** Start of Dataset entries **

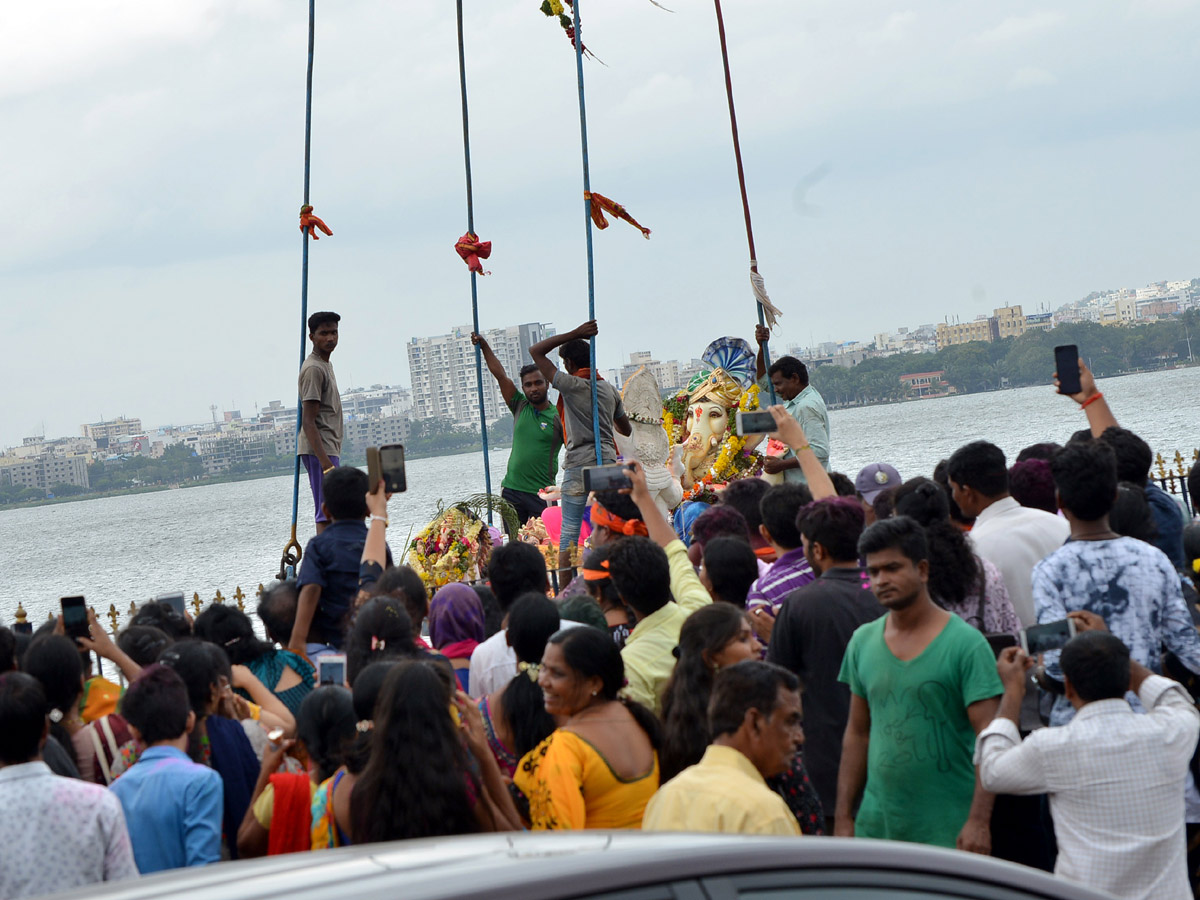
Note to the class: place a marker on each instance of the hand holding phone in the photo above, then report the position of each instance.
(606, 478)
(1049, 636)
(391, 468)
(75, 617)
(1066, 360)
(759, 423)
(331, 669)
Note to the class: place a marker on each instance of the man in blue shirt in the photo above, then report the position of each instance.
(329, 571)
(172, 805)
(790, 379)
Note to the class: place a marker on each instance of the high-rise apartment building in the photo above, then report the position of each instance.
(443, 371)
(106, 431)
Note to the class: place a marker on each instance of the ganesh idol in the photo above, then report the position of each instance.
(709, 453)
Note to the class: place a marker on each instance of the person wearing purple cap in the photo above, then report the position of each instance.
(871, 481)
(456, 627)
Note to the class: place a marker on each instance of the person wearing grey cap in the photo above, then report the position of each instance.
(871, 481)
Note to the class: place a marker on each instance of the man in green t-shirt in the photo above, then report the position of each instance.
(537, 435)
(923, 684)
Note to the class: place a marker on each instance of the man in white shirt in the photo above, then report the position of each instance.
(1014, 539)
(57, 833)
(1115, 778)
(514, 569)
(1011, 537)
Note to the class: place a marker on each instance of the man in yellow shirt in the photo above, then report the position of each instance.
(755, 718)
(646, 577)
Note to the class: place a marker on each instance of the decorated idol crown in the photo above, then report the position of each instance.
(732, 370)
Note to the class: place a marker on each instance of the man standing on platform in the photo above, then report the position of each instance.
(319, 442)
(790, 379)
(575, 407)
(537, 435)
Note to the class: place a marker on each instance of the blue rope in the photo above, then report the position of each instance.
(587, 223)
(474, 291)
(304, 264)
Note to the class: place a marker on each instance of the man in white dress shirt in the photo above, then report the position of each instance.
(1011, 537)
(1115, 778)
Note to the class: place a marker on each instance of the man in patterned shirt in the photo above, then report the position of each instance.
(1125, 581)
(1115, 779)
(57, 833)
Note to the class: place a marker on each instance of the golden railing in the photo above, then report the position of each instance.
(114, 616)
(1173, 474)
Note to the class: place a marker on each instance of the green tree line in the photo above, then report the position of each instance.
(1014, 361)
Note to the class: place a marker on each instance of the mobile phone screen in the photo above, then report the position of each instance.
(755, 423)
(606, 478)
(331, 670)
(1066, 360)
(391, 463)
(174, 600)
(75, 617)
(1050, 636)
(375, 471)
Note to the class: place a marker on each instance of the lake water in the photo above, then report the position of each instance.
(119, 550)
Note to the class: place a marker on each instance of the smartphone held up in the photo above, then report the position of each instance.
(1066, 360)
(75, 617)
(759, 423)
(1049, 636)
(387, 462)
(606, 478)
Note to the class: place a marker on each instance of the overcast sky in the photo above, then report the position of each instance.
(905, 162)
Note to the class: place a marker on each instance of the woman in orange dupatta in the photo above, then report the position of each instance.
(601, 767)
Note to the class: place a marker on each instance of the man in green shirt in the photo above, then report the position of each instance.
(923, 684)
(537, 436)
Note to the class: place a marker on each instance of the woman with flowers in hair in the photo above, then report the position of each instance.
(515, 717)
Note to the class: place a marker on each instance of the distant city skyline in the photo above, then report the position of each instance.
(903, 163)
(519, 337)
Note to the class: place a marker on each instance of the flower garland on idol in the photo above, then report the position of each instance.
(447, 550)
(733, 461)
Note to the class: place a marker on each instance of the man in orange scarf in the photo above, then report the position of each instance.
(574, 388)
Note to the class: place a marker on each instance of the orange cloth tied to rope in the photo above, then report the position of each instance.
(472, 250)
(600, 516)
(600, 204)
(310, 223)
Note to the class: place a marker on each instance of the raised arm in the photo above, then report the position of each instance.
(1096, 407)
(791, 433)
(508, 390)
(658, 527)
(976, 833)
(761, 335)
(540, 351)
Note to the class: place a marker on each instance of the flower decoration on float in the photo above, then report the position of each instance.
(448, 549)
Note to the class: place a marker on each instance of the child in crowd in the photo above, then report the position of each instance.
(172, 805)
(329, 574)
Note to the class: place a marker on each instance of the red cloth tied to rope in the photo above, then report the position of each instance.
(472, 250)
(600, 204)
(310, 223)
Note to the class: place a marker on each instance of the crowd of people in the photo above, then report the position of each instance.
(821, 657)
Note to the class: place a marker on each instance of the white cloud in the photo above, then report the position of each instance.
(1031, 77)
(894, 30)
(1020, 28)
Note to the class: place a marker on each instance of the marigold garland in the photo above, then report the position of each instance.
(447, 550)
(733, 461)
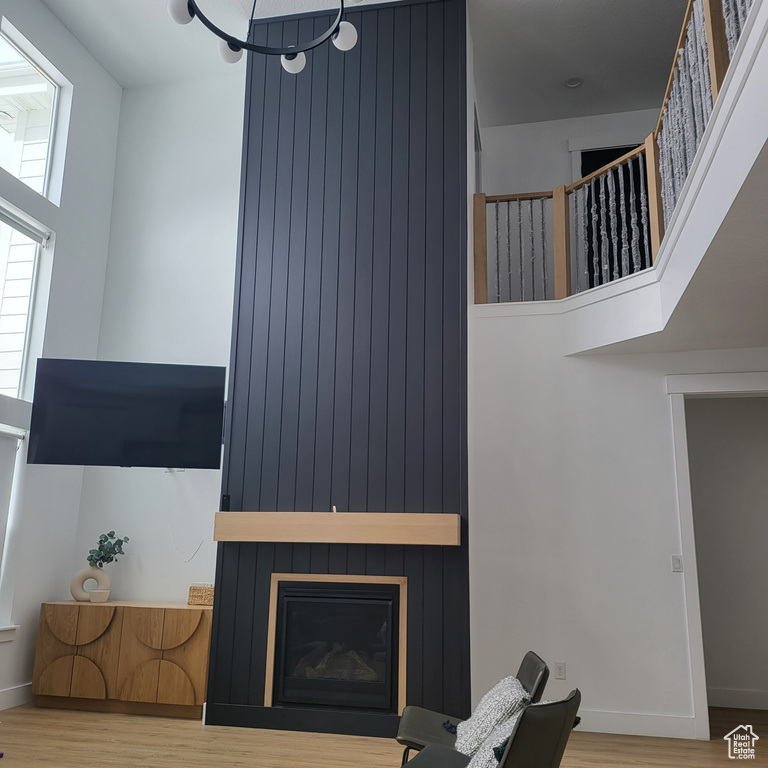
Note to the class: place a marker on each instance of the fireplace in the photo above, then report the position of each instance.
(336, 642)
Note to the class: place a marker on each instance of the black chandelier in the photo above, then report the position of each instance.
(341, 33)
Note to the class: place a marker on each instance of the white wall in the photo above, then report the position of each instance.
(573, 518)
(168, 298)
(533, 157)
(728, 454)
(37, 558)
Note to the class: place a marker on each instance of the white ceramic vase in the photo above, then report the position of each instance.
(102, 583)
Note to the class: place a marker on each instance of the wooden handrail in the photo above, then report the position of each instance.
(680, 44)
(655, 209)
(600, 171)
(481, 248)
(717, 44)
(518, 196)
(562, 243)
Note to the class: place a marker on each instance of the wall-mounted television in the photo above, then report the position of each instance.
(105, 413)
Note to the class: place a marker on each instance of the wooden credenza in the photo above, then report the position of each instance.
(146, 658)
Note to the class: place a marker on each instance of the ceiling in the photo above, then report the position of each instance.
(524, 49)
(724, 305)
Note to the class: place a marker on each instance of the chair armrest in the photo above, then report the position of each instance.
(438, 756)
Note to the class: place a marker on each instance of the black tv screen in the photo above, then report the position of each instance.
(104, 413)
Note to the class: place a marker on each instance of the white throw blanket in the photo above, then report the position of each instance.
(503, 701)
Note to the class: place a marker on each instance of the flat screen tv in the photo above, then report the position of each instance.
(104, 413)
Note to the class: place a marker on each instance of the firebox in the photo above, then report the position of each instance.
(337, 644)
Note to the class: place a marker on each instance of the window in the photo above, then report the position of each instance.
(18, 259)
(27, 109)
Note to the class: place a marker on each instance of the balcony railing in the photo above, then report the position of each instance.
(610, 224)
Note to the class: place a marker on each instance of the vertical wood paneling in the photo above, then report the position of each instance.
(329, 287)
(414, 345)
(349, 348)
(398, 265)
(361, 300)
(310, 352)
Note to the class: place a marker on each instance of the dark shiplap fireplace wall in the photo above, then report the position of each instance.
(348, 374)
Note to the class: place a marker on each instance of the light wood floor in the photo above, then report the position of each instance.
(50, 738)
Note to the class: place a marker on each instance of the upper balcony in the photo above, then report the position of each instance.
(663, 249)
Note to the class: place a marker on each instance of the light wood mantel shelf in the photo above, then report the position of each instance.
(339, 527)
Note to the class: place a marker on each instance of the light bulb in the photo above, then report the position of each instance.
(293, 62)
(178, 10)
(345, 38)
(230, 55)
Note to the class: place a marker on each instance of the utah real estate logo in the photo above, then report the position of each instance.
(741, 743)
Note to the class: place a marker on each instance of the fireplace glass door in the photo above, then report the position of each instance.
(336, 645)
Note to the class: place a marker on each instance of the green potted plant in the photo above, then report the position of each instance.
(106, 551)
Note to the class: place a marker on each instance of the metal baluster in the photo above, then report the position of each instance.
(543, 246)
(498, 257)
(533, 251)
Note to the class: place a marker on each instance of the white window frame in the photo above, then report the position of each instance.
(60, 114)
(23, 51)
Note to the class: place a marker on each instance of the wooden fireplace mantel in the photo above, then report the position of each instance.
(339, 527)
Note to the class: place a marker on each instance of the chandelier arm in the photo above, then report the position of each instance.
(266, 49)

** End of Dataset entries **

Rewrite the lines of the data above, requests included, starting at the line that contains "the fireplace glass" and ending at the last line of the data. Scale every coordinate in the answers by 0.2, rounding to whole numbers with halves rounded up, and give only those lines.

Note to the class: place a marker on each instance of the fireplace glass door in the photo above, then report the position of each instance.
(67, 129)
Note to the class: place a marker on each instance of the green potted plant in the photo above, then report the position of each instance.
(21, 110)
Note to the class: place a marker on each instance of the metal baluster in the photo above, then report the position of each instance.
(109, 49)
(100, 51)
(107, 50)
Note to the class: place a marker on each instance of the white window frame in the photo above, then report the position of each instance.
(12, 23)
(5, 10)
Note to the class: place a marker on each instance of the wooden fireplace mantel in the photo above, then report the position of each instance.
(68, 105)
Note to the class: place a marker on each instance of the chandelier arm in the photo above, then report the position of each instance.
(53, 10)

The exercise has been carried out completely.